* [GIVEN PROBLEM]:
Take the line containing "black hair in this photo." and every line after it in the data below, and print them exactly as given, with nothing else.

* [DATA SUPPLIED]:
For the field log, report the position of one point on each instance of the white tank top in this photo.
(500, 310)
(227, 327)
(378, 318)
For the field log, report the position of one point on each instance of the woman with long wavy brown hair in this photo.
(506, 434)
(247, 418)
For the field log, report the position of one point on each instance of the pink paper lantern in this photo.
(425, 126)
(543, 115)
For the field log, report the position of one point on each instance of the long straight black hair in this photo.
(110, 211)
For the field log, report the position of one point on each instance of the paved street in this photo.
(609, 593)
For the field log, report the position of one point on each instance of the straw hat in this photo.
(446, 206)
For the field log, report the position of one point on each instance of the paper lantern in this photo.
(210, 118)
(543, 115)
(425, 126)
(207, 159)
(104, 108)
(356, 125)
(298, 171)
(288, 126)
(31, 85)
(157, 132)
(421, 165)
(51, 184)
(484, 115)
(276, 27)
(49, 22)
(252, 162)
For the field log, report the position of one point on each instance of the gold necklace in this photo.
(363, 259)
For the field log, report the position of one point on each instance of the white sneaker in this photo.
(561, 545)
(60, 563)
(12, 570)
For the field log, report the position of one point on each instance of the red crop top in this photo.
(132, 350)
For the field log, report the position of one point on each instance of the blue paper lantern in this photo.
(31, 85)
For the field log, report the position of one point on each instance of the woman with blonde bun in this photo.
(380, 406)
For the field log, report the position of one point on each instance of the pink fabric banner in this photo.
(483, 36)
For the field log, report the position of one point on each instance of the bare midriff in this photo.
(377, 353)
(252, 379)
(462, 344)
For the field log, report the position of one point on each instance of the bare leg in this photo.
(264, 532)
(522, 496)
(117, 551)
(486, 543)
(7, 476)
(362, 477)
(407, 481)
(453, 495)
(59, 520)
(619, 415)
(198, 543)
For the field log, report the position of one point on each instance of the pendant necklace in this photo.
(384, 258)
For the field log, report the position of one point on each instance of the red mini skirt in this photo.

* [ANSWER TO THIS TASK]:
For the field log, report the position of one point on each instance of the long straight black hair in this photo.
(110, 211)
For the field log, report the position of one point on each instance of the paved street in this photo.
(609, 593)
For the field log, report the position of one point on each instance of the straw hat in this photo.
(446, 206)
For the field log, report the position of one point on each instance of the paper lantern in this photo.
(210, 118)
(543, 115)
(425, 126)
(207, 159)
(104, 108)
(356, 125)
(298, 171)
(288, 126)
(31, 85)
(157, 132)
(421, 165)
(51, 184)
(484, 115)
(276, 27)
(49, 22)
(252, 162)
For the field log, report the position of one point on each instance of the gold necklace in this photo.
(363, 259)
For the field log, report the position of one point on each instance of the white sneaker in this photo.
(561, 545)
(60, 563)
(12, 570)
For the field log, report the position of one point on each instance of the red crop top in this photo.
(132, 350)
For the field log, report the position of one point on each instance of the blue paper lantern in this photo.
(31, 85)
For the field log, report the position of one point on each instance of the woman with blonde bun in this photo.
(380, 406)
For the field log, report the position of one point on each instance of the pink fabric banner in this photo.
(483, 36)
For the field log, report the position of one point on each instance of the bare midriff in this photo.
(377, 353)
(252, 379)
(462, 344)
For the field log, report the position of one point on each instance of the bare leg in this photo.
(264, 532)
(522, 496)
(117, 551)
(486, 543)
(7, 476)
(362, 477)
(407, 481)
(453, 495)
(59, 520)
(619, 415)
(198, 543)
For the field log, report the position of one point on each instance of the pendant necklace in this photo.
(384, 258)
For the field log, report the position of one point on each instance of the red mini skirt in this photo.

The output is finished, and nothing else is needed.